Make an exact copy of the records, with the pictures left out.

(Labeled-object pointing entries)
◇ ◇ ◇ ◇ ◇ ◇ ◇

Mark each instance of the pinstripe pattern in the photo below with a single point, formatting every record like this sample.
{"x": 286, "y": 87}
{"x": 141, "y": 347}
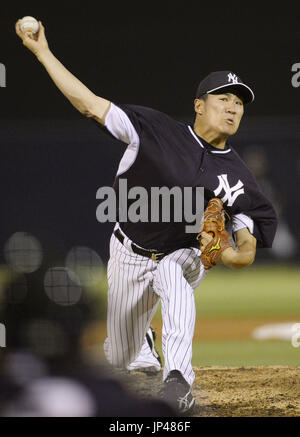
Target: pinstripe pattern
{"x": 136, "y": 284}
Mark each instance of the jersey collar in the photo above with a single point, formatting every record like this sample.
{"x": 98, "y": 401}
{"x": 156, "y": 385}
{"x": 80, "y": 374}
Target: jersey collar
{"x": 205, "y": 145}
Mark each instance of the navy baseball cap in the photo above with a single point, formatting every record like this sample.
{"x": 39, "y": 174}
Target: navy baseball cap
{"x": 225, "y": 81}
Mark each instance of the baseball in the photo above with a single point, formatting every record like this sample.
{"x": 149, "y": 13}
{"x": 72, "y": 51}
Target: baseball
{"x": 29, "y": 23}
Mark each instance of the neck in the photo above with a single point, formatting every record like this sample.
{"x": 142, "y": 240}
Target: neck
{"x": 211, "y": 137}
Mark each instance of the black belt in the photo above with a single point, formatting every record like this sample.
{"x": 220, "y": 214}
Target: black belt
{"x": 153, "y": 254}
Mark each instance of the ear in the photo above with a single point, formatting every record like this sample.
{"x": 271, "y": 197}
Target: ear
{"x": 199, "y": 106}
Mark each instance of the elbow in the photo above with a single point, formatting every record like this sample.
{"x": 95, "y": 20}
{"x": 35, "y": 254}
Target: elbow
{"x": 240, "y": 264}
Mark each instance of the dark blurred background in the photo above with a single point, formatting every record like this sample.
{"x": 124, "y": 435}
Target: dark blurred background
{"x": 53, "y": 160}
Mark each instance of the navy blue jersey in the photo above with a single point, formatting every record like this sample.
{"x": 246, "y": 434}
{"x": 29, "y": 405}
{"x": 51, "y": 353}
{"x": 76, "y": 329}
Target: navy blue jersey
{"x": 168, "y": 153}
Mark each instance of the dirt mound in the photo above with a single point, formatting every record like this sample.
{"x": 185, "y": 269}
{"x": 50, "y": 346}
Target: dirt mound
{"x": 271, "y": 391}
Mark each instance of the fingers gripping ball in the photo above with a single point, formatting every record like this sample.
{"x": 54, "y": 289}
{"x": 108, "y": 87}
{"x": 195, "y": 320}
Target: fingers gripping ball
{"x": 213, "y": 222}
{"x": 29, "y": 23}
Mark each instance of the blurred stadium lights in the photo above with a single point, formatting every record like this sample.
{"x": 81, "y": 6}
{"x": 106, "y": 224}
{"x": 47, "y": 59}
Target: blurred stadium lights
{"x": 87, "y": 265}
{"x": 23, "y": 252}
{"x": 62, "y": 286}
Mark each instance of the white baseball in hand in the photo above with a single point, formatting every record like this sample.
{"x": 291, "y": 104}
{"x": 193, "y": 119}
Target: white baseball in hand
{"x": 29, "y": 23}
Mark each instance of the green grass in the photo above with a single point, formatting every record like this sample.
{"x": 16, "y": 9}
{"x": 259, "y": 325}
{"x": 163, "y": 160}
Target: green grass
{"x": 245, "y": 353}
{"x": 253, "y": 292}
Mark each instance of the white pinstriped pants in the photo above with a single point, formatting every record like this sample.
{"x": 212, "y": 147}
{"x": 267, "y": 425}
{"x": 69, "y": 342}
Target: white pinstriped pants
{"x": 136, "y": 284}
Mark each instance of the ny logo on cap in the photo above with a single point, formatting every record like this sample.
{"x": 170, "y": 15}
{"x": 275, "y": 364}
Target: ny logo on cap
{"x": 232, "y": 78}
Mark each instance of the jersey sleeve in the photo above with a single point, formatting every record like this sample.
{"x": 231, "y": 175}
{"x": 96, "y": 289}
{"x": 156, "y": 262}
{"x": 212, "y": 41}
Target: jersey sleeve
{"x": 120, "y": 126}
{"x": 264, "y": 220}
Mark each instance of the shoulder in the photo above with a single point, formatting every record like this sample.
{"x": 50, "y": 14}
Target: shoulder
{"x": 145, "y": 114}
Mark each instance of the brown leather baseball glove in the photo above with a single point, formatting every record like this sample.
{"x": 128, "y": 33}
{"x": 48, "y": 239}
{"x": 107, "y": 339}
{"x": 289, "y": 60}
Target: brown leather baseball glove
{"x": 213, "y": 222}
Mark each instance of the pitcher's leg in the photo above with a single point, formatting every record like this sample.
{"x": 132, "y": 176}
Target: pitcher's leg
{"x": 178, "y": 309}
{"x": 131, "y": 305}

◇ ◇ ◇ ◇ ◇ ◇ ◇

» WRITTEN ANSWER:
Mark each instance of the pinstripe pattern in the photo below with a single point, formatting every record like this sample.
{"x": 286, "y": 87}
{"x": 141, "y": 347}
Target: pinstripe pattern
{"x": 136, "y": 284}
Mark each instance of the jersey collar in the photo above with a single point, formatting every record like this sample.
{"x": 98, "y": 401}
{"x": 156, "y": 385}
{"x": 80, "y": 374}
Target: jersey collar
{"x": 205, "y": 145}
Mark each instance of the navy baseball cap in the photo above with a single point, formatting every record like this sample.
{"x": 39, "y": 174}
Target: navy baseball cap
{"x": 225, "y": 81}
Mark each instance of the baseball in the photo above with a single point, formatting every record like this sample.
{"x": 149, "y": 13}
{"x": 72, "y": 51}
Target: baseball
{"x": 29, "y": 23}
Mark each instance of the neck in the photo above with a single point, formatting every record like this sample.
{"x": 142, "y": 240}
Target: neck
{"x": 211, "y": 137}
Mark each instance of the black belt in the photo above with a single point, formatting every record like this sample.
{"x": 220, "y": 214}
Target: black belt
{"x": 153, "y": 254}
Mark each instance of the ear in the photo above with a single point, formatting every record like this sample.
{"x": 271, "y": 197}
Target: ear
{"x": 199, "y": 106}
Mark each instance of the elbow in the photo above with a single point, formatting every record like this sample.
{"x": 95, "y": 20}
{"x": 35, "y": 254}
Target: elbow
{"x": 240, "y": 264}
Mark each instance of the dark blurred background in the photo above with a single point, formatting every record like this sample.
{"x": 124, "y": 435}
Target: dark blurred background
{"x": 53, "y": 160}
Mark each instance of the navy blue jersey in the photo above with a single point, formatting every record like this sample.
{"x": 246, "y": 434}
{"x": 29, "y": 405}
{"x": 51, "y": 353}
{"x": 76, "y": 329}
Target: navy blue jersey
{"x": 168, "y": 153}
Mark each instance of the dirt mound in the photo above with a single point, formatting every record like this sample.
{"x": 185, "y": 269}
{"x": 50, "y": 346}
Target: dirt mound
{"x": 271, "y": 391}
Mark each instance of the fingers gripping ball in the photo above with a single point, formatting every record like this sample.
{"x": 54, "y": 289}
{"x": 108, "y": 87}
{"x": 195, "y": 320}
Target: fingers gripping ball
{"x": 213, "y": 222}
{"x": 29, "y": 23}
Mark each instance of the blurred stadium lights in the photo above with a single point, formatting every record like this sample.
{"x": 81, "y": 6}
{"x": 106, "y": 224}
{"x": 47, "y": 59}
Target: blurred stadium lights
{"x": 87, "y": 265}
{"x": 23, "y": 252}
{"x": 62, "y": 286}
Mark each instance of the white baseball in hand in the photo above with a single point, formatting every record like this sample.
{"x": 291, "y": 104}
{"x": 193, "y": 119}
Target: white baseball in hand
{"x": 29, "y": 23}
Mark each instance of the green grass in the photo above with a single point, formatting every record like this sample.
{"x": 16, "y": 9}
{"x": 259, "y": 325}
{"x": 163, "y": 160}
Target: green grass
{"x": 245, "y": 353}
{"x": 253, "y": 292}
Mark each instance of the white pinstriped pants in the photo above with a single point, formatting every record like this sample.
{"x": 212, "y": 147}
{"x": 267, "y": 425}
{"x": 69, "y": 342}
Target: white pinstriped pants
{"x": 136, "y": 284}
Mark each instance of the ny logo on cap in the photo above with a single point, formatting every record like this sample.
{"x": 170, "y": 15}
{"x": 275, "y": 364}
Target: ny logo on cap
{"x": 232, "y": 78}
Mark each instance of the jersey sleeve in the photo above with a single point, formatting every record like this sample.
{"x": 231, "y": 175}
{"x": 96, "y": 289}
{"x": 156, "y": 262}
{"x": 212, "y": 41}
Target: jersey sleeve
{"x": 120, "y": 126}
{"x": 264, "y": 220}
Mark each instance of the shoulder in the photo above with a single point, formatting every record like this sample.
{"x": 50, "y": 14}
Target: shoulder
{"x": 145, "y": 114}
Mark each instance of the brown leather baseball glove in the photo above with a single point, formatting every record like this sample.
{"x": 128, "y": 33}
{"x": 48, "y": 239}
{"x": 107, "y": 339}
{"x": 289, "y": 60}
Target: brown leather baseball glove
{"x": 213, "y": 222}
Mark each instance of the pitcher's leg in the photo above with a single point, formatting every record like this sample.
{"x": 132, "y": 176}
Target: pitcher's leg
{"x": 178, "y": 309}
{"x": 131, "y": 305}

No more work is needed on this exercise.